- [PASSAGE PROVIDED]:
------------------------
The IRS offers an up-to-date online directory of credentialed tax preparer professionals where you can search by last name, state or proximity to your location.

Beware of Whaling

Requests for tax payments, W-2 data or tax return details should be approached with caution at home and at work. Remember, social engineering scams prey on employees with access to sensitive information. Everyone with financial or data access is at risk of being targeted at work.

Individuals in the workplace should always verify the identity and authenticity of a request for funds or data. Cybersecurity pros have a responsibility to educate colleagues and, more importantly, to change processes to limit risk. Policies should mandate the verification of data or money requests before employees are able to send money or PII.

Understand Payment Methods

Tax payments are made online, and the IRS will never demand payment in the form of an iTunes gift card or cryptocurrency. Same-day requests for a gift card code, bitcoin or wire transfers are all hallmarks of scammers.

Report ID Theft

For many taxpayers, the first sign of tax fraud is a rejected e-filed tax return due to a “duplicate Social Security number.” This can signal that a malicious actor has already filed a return with your details. Take action immediately by using Form 14039 to alert the IRS that you’re a victim of ID theft.

For businesses, the first sign that someone has attempted to gain access to corporate tax accounts is generally a lack of communication. If you aren’t receiving letters about your taxes, a fraudster may have changed your mailing address info with your financial services provider or the IRS.

Make an Incident Response Plan

Organizations in all industries should be prepared for ransomware and other cybersecurity risks, especially businesses in financial services, payroll or tax-preparing sectors. An incident response plan is a necessity, as is backing up sensitive data in multiple secondary locations to ensure business continuity if you’re hit.
------------------------
- [COMPLETE THE FOLLOWING]:
1. Answer these questions using the tax scam text.
(a) Which form should a victim of tax ID theft use to alert the IRS?
(b) What two forms of payment does the IRS never demand?
(c) What is generally the first sign that someone has tried to get into a business's corporate tax accounts?
2. Proceed with the tax scam text, writing on from its final sentence.

- [Stored data entries]:
------------------------
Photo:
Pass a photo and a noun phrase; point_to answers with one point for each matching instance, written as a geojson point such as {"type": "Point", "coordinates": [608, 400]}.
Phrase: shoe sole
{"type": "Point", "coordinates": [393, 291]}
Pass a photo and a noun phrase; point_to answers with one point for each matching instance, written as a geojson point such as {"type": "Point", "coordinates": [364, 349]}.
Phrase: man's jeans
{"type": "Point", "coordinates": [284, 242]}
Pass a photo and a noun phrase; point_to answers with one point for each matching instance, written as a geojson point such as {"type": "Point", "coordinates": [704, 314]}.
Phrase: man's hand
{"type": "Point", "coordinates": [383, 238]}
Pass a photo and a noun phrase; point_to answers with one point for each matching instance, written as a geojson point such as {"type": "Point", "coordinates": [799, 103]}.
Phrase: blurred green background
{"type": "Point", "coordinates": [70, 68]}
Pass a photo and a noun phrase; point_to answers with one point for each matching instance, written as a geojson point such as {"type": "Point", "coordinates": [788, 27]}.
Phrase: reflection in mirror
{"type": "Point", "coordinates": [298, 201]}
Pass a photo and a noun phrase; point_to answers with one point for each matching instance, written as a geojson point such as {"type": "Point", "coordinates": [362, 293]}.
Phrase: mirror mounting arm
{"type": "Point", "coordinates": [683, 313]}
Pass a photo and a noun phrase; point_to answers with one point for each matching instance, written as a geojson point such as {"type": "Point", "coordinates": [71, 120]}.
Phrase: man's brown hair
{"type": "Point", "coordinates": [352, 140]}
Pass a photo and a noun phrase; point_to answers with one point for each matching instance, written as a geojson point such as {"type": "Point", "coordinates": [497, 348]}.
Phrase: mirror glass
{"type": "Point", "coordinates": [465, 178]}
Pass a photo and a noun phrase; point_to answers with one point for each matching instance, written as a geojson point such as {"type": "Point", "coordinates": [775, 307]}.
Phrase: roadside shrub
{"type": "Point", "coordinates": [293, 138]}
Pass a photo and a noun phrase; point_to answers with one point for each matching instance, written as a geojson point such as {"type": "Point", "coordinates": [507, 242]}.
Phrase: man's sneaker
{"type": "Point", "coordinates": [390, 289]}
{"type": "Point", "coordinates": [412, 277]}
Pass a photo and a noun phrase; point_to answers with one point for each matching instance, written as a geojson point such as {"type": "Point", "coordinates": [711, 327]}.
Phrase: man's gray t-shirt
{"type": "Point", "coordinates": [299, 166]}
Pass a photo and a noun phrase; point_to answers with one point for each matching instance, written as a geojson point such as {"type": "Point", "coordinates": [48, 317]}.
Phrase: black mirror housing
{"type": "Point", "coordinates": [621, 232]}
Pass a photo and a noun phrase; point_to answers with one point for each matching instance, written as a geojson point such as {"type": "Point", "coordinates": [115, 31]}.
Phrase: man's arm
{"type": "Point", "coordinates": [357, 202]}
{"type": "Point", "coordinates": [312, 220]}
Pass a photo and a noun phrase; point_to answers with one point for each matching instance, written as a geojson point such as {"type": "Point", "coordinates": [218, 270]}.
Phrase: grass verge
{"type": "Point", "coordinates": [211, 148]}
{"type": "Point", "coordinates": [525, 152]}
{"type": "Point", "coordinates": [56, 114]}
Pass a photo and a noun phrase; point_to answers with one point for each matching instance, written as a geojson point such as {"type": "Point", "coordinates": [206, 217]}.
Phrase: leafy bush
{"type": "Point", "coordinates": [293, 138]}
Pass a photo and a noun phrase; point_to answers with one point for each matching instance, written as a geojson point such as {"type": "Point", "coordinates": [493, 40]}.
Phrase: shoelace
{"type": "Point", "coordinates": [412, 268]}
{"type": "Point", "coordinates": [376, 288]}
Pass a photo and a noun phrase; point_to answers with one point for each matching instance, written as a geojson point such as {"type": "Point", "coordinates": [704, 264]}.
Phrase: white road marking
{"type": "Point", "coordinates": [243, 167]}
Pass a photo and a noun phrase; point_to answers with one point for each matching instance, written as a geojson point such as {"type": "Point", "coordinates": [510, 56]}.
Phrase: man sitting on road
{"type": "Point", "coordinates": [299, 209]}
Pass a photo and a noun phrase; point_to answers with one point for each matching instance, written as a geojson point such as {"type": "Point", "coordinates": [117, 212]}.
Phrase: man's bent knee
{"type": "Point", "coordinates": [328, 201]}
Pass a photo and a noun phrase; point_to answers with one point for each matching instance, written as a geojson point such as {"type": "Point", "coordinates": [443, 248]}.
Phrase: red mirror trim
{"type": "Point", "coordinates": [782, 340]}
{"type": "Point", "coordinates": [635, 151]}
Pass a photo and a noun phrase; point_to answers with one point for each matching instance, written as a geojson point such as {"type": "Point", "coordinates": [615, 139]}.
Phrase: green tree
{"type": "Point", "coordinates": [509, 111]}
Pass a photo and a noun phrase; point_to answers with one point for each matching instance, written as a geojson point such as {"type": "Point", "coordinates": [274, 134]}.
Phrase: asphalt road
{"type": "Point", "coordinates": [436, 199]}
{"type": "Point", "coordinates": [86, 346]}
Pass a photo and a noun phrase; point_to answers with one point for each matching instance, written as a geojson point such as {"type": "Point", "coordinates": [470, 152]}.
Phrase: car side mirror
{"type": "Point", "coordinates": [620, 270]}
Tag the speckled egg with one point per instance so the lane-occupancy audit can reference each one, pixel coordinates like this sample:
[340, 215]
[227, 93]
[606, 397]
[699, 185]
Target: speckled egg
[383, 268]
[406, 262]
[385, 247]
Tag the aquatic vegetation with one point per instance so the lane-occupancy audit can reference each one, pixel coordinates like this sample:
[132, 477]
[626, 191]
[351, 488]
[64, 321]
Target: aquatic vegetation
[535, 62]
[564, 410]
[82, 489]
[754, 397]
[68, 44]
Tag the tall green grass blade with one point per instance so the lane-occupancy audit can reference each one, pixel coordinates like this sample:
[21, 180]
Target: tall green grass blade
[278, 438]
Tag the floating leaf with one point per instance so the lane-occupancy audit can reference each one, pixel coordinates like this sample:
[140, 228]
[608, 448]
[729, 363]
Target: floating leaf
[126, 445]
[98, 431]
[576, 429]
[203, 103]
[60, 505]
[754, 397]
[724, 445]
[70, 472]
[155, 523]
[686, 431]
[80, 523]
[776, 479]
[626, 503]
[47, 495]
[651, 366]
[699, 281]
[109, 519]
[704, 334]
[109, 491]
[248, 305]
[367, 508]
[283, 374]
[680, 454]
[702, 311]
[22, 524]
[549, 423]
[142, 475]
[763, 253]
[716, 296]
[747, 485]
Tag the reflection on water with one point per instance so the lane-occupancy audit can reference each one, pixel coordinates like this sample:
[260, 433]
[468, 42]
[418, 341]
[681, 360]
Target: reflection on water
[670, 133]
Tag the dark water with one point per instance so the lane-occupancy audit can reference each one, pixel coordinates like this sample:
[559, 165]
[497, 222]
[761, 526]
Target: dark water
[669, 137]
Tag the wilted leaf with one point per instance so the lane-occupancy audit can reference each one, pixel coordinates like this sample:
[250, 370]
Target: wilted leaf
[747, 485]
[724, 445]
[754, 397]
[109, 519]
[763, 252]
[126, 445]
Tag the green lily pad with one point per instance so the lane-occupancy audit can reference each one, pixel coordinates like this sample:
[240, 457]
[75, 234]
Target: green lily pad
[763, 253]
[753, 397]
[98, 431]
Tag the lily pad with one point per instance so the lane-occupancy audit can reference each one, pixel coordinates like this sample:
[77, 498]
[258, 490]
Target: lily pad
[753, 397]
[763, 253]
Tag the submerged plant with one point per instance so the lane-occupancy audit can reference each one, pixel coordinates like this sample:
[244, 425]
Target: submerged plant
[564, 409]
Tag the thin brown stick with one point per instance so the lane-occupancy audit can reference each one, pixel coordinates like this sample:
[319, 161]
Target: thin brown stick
------------------------
- [ANSWERS FOR EACH ITEM]:
1.
(a) Form 14039.
(b) An iTunes gift card or cryptocurrency.
(c) A lack of communication.

2.
“If you have the word ‘tax’ in your domain name, you’re a target this year,” according to Infosecurity Magazine. “And while the tax-themed email attacks hit businesses in all sectors, we also saw financial firms and construction industries targeted disproportionately.”

Smaller financial services firms face a disproportionate number of threats. “This makes sense because smaller companies often have fewer resources and less expertise to prevent these attacks and detect them when they’ve happened,” Infosecurity Magazine reported.

Check All Files and URLs

Most ransomware attempts are delivered through a malicious file attachment or URL, which is often carefully disguised as a legitimate business communication, such as a vendor invoice. Remember, even if an email, sending domain or URL appears legitimate, it could still be a risk.

Monitor System and App Vulnerabilities

The most sophisticated ransomware and advanced persistent threats (APTs) may bypass social engineering and phishing methods and exploit vulnerabilities in operating systems or applications. According to Infosecurity Magazine, there has been a trend toward code being planted by attackers on compromised sites. Many hackers are focusing on targeting unpatched, outdated content management systems (CMSs). Code is often hosted externally to evade basic detection methods.

Identify Malicious Ads

While malicious rich-media advertisements are a relatively rare method of ransomware infection, they’re still common. Cybersecurity pros should be conscious of ads and ad network risks on legitimate websites and applications downloaded from official play stores.

Surviving Tax Fraud Season

If there’s any guarantee about threat actors, it’s that most individual hackers and collectives will follow the money. They engineer schemes to fit the shopping patterns of consumers and businesses, as well as other financial trends, which is why fraudulent activity spikes during Black Friday and tax season. Since both consumers and businesses fear the IRS, there’s huge potential for social engineering schemes to trick people into handing over sensitive info, credentials or payments.

Remember, no person or business is immune from fraud or scams. Financial services firms should be particularly wary of the risks between now and April 15. Monitor your device and network health and make sure employees are prepared to identify phishing and whaling tactics.